**DOCUMENT SECTION**
- - - -

Tyrfing, Tirfing or Tyrving (the name is of uncertain origin, possibly connected to the Terwingi) was a magic sword in Norse mythology, which features  in the Tyrfing Cycle, which includes a poem from the Poetic Edda called Hervararkviða, and the Hervarar saga. The name is also used in the saga to denote the Goths. The form Tervingi was actually recorded by Roman sources in the 4th century.

Svafrlami was the king of Gardariki, and Odin's grandson. He managed to trap the dwarfs Dvalinn and Durinn when they had left the rock where they dwelt. Then he forced them to forge a sword with a golden hilt that would never miss a stroke, would never rust and would cut through stone and iron as easily as through clothes.

The dwarfs made the sword, and it shone and gleamed like fire. However, in revenge they cursed it so that it would kill a man every time it was drawn and that it would be the cause of three great evils. They finally cursed it so that it would also kill Svafrlami himself.

When Svafrlami heard the curses he tried to slay Dvalinn, but the dwarf disappeared into the rock and the sword was driven deep into it, though missing its intended victim.

Svafrlami was killed by the berserker Arngrim, who took the sword in his turn. After Arngrim, it was worn by Angantyr and his eleven brothers. They were all slain at Samsø, by the Swedish champion Hjalmar, and his Norwegian sworn brother Orvar-Odd; but Hjalmar, being wounded by Tyrfing (its first evil deed), has only time to sing his death-song before he dies, and asks Orvar-Odd to bring his body to his beloved Ingeborg, daughter of Yngvi, at Uppsala.

Angantyr's daughter, Hervor (by his wife Tófa) was brought up as a bond-servant and remained ignorant of her parentage. Upon learning it, she armed herself as a shieldmaiden, and travelled to Munarvoe in Samsø in an attempt to recover her father's weapon. She found it and married King Gudmund's son, Höfund. Together they had two sons, Heidrek and Angantyr (the second). Hervor gave Heidrek the sword Tyrfing in secret. While Angantyr and Heidrek walked, Heidrek showed Angantyr the sword. Since he had unsheathed it, the curse the dwarfs had put on the sword made Heidrek kill his brother Angantyr. This was the second of Tyrfing's three evil deeds.

Heidrek became king of the Goths. During a voyage, Heidrek camped at the Carpathians (Harvaða fjöllum, cf. Grimm's law). He was accompanied by eight mounted thralls, who eventually entered his tent and slew him in his sleep, the third and final of Tyrfing's evil deeds. Heidrek's son, also named Angantyr (the third), caught and killed the thralls and reclaimed the magic sword, finally satisfying the dwarfs' curse.

- - - -

**MATERIAL**
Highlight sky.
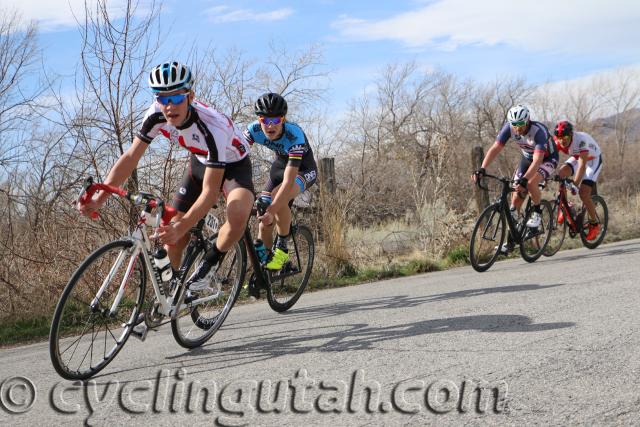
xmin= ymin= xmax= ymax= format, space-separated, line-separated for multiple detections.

- - - -

**WRITTEN INSTRUCTION 1**
Extract the part of the Tyrfing passage starting with "The dwarfs made" and going on through "kill Svafrlami himself.", copying it word for word.
**WRITTEN INSTRUCTION 2**
Answer these questions from the Tyrfing passage:
(a) Which two dwarfs did Svafrlami trap?
(b) To what place did Hervor travel to recover her father's weapon?
(c) How many mounted thralls accompanied Heidrek when he camped at the Carpathians?
**WRITTEN INSTRUCTION 3**
Write a continuation of the passage about the sword Tyrfing, starting after its final sentence.

**WRITTEN ANSWER 1**
The dwarfs made the sword, and it shone and gleamed like fire. However, in revenge they cursed it so that it would kill a man every time it was drawn and that it would be the cause of three great evils. They finally cursed it so that it would also kill Svafrlami himself.

**WRITTEN ANSWER 2**
(a) Dvalinn and Durinn
(b) Munarvoe in Samsø
(c) Eight

**WRITTEN ANSWER 3**
Angantyr was the next king of the Goths, but his illegitimate half-Hun brother Hlod (or Hlöd, Hlöðr) wanted half of the kingdom. Angantýr refused, and Gizur called Hlod a bastard and his mother a slave-girl. Hlod and 343,200 mounted Huns invaded the Goths (See The Battle of the Goths and Huns). The Huns greatly outnumbered the Goths.  The Goths won because Angantyr used Tyrfing to kill his brother Hlod on the battleground. The bodies of the numerous warriors choked the rivers, causing a flood which filled the valleys with dead men and horses.

The curse on Tyrfing is comparable to that placed on the ring Andvaranaut in the Völsung Cycle.

For links to source text in English translation and Old Norse and for general commentary see Hervarar saga ok Heiðreks.

Influence on modern Fantasy

The theme of a cursed sword which causes evil deeds whenever drawn was taken up by several modern writers of Fantasy - notably Michael Moorcock's Stormbringer, the magic sword wielded by the doomed albino emperor Elric of Melniboné. Science fiction author Poul Anderson included Tyrfing in his medieval fantasy novel The Broken Sword. In a more lighthearted tone, the theme was also taken up by Lawrence Watt-Evans in The Misenchanted Sword. The sword also appears in the novel: The Quickleys and the Keeper of Balance by M J Packham.

In popular culture
Tyrfing has been referenced in a variety of modern contexts that reference Norse mythology. Tyrfing has been used as the name of a hot sauce on Hot Ones, the name of a "demon sword" in High School DxD, a holy weapon in Fire Emblem: Genealogy of the Holy War, and a cursed sword in Castlevania: Symphony of the Night.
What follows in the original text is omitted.